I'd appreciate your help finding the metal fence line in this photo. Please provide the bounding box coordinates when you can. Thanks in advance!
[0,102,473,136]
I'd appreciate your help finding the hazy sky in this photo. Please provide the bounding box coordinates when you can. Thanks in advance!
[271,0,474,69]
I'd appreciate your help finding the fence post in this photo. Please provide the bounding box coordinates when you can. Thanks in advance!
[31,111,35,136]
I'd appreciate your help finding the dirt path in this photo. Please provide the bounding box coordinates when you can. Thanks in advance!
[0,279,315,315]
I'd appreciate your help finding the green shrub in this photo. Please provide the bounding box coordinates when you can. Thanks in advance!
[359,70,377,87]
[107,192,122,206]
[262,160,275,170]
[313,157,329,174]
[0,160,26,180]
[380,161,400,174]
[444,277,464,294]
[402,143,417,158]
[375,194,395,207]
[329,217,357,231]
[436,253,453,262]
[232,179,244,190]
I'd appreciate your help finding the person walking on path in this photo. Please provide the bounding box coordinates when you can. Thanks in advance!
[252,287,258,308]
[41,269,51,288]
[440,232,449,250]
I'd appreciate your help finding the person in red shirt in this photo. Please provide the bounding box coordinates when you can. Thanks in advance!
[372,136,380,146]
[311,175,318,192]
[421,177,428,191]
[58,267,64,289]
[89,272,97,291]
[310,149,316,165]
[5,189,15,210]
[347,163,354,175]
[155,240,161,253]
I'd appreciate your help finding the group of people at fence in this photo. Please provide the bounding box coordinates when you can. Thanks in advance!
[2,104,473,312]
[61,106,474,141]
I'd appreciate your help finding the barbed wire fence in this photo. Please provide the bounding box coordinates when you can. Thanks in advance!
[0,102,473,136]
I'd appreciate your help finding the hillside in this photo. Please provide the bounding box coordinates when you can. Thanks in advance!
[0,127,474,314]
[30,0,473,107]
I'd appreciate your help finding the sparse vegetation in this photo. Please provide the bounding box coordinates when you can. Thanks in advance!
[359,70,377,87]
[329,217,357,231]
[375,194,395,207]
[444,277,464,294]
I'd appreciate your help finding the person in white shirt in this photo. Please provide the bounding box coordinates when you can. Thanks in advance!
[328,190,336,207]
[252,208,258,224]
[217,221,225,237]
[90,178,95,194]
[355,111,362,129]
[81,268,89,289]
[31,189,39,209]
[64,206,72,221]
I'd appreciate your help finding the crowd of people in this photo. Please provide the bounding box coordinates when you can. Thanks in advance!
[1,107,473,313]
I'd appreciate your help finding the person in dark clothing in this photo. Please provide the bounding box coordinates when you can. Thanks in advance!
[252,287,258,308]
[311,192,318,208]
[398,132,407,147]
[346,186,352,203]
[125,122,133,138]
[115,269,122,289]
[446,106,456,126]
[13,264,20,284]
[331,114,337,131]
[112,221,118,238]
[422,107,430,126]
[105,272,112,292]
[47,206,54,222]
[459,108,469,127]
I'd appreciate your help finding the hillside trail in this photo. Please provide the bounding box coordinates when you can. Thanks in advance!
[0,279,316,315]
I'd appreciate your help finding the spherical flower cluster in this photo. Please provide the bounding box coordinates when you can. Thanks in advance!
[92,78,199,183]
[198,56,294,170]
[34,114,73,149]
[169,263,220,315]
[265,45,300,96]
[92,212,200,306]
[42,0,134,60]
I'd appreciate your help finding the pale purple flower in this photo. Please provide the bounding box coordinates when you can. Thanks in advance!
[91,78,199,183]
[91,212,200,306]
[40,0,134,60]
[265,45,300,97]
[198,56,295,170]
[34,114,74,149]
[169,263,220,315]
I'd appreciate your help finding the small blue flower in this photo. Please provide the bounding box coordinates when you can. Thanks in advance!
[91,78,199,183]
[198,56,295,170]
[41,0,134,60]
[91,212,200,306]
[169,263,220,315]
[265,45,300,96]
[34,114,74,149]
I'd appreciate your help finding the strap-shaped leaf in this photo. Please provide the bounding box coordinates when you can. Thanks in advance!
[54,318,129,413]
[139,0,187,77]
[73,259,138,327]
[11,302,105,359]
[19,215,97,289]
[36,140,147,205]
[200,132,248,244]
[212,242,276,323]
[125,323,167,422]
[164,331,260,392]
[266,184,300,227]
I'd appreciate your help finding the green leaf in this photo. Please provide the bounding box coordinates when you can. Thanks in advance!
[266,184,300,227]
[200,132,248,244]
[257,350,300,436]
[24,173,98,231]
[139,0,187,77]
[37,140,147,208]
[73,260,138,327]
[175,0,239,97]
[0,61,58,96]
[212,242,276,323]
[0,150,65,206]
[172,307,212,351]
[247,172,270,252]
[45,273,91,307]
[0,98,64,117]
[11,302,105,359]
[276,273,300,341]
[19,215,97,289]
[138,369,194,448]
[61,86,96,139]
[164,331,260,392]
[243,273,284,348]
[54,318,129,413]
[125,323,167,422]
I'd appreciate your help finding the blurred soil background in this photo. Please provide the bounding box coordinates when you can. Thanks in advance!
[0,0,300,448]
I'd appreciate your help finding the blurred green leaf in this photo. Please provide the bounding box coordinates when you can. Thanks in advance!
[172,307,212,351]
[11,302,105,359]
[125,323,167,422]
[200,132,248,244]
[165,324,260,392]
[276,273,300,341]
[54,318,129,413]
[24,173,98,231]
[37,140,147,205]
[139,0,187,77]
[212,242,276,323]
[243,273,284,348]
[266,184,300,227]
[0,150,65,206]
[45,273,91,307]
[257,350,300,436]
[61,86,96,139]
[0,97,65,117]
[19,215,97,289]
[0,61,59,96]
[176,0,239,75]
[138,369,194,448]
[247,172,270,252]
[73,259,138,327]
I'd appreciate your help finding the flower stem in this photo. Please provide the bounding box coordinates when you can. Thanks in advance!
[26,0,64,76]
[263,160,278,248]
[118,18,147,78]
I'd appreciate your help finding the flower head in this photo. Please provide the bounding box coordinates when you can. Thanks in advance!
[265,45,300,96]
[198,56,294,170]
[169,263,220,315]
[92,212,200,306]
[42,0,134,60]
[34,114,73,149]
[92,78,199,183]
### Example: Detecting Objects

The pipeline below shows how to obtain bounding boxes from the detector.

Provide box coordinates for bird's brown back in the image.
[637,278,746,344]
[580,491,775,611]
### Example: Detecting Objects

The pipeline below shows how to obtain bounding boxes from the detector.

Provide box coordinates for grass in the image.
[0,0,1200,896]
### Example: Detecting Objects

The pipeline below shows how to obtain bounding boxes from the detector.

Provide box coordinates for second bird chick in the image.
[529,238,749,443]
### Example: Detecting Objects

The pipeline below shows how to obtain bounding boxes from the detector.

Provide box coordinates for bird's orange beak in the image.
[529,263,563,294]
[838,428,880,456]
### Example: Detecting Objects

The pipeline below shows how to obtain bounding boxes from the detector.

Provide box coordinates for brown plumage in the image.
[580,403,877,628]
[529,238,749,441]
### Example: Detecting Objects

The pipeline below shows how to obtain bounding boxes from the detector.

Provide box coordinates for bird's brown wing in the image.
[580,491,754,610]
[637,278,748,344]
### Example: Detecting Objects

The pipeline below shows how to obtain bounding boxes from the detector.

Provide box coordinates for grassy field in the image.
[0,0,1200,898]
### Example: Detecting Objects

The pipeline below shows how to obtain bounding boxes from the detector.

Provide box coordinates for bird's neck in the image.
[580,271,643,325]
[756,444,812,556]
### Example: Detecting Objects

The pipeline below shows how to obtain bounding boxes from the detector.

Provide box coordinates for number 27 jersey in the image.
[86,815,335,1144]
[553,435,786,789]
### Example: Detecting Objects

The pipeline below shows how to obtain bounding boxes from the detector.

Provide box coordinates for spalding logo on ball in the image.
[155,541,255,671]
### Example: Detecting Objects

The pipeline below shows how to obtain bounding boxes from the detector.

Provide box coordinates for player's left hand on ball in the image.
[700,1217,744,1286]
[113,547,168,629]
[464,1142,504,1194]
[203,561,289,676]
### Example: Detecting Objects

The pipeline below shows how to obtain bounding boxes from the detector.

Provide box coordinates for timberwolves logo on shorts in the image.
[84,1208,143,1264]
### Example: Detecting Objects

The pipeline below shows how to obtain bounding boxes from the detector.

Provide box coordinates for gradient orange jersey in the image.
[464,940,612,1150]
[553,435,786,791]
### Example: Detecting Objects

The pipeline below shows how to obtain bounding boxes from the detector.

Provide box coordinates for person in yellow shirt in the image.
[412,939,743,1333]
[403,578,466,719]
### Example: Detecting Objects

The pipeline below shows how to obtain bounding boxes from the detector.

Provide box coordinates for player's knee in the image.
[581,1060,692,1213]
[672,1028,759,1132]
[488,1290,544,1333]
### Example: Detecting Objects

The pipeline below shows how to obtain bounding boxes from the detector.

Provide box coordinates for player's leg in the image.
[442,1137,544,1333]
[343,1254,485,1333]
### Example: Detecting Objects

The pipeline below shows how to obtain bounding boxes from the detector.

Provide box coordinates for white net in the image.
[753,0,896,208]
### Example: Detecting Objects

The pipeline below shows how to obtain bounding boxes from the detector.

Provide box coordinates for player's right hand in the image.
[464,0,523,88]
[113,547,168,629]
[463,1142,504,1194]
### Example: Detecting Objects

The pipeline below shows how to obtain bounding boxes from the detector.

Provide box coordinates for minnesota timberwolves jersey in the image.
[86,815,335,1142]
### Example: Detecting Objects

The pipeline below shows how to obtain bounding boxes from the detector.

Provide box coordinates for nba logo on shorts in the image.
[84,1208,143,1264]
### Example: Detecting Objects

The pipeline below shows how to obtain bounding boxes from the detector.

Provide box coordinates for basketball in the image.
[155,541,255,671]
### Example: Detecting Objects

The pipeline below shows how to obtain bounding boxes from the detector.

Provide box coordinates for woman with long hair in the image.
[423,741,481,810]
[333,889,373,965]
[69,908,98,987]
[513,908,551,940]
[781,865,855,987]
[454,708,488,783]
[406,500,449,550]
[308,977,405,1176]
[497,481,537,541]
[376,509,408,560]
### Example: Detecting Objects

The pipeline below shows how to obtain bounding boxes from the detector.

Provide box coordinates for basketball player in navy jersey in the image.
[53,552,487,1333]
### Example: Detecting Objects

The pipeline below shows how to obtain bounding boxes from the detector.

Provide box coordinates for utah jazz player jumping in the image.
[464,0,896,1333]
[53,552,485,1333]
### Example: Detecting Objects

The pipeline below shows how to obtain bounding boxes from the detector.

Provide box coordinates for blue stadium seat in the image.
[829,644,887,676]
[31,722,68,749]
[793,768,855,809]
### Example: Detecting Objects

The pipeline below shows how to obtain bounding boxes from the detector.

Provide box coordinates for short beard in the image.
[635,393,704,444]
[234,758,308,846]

[Task to carry out]: Recast the listing above as a numbered list, from the line containing "I'd appreciate your help finding the strap-shaped" down through the line containing "[118,18,147,78]", both lines included. Omit any blank lines.

[Output]:
1. I'd appreciate your help finding the strap-shaped leaf in this photo. Please provide the bounding box coordinates when you can. Thanks in advance!
2. [54,318,129,413]
3. [139,0,187,77]
4. [73,259,138,327]
5. [11,302,105,359]
6. [19,215,97,289]
7. [36,140,147,205]
8. [200,132,248,244]
9. [212,242,276,323]
10. [125,323,167,422]
11. [164,331,260,392]
12. [266,184,300,227]
13. I'd appreciate your help finding the green leaf in this photo. Please provide the bounding box coordinates when you can. Thanks in advance!
14. [266,184,300,227]
15. [200,132,248,244]
16. [257,350,300,436]
17. [24,173,98,231]
18. [139,0,187,77]
19. [37,140,147,208]
20. [73,260,138,327]
21. [175,0,239,97]
22. [0,61,58,96]
23. [212,242,276,323]
24. [0,150,65,206]
25. [172,307,212,351]
26. [247,172,270,252]
27. [45,273,91,307]
28. [0,98,64,117]
29. [11,302,105,359]
30. [276,273,300,341]
31. [19,215,97,289]
32. [138,369,194,448]
33. [61,86,96,139]
34. [164,331,260,392]
35. [243,273,284,348]
36. [54,318,129,413]
37. [125,323,167,422]
38. I'd appreciate your help finding the blurred soil background in this photo. Please provide the bounding box coordinates when you can. Thanks in advance!
39. [0,0,300,448]
40. I'd appreciate your help finding the blurred green leaf in this photo. Please provide the bounding box coordinates when you can. Thanks in advance!
41. [172,307,212,351]
42. [11,302,105,359]
43. [125,323,167,422]
44. [200,132,248,244]
45. [165,324,260,392]
46. [276,273,300,341]
47. [54,318,129,413]
48. [24,173,98,231]
49. [37,140,147,205]
50. [139,0,187,77]
51. [212,242,276,323]
52. [243,273,284,348]
53. [266,184,300,227]
54. [0,150,65,206]
55. [45,273,91,307]
56. [257,350,300,436]
57. [61,86,96,139]
58. [0,97,65,117]
59. [19,215,97,289]
60. [0,61,59,96]
61. [176,0,239,75]
62. [138,369,194,448]
63. [247,172,270,252]
64. [73,259,138,327]
65. I'd appreciate your help finding the flower stem in this photo. Please provide the bounding box coordinates when you can. Thanks in advance!
66. [26,0,64,76]
67. [263,160,278,248]
68. [118,18,147,78]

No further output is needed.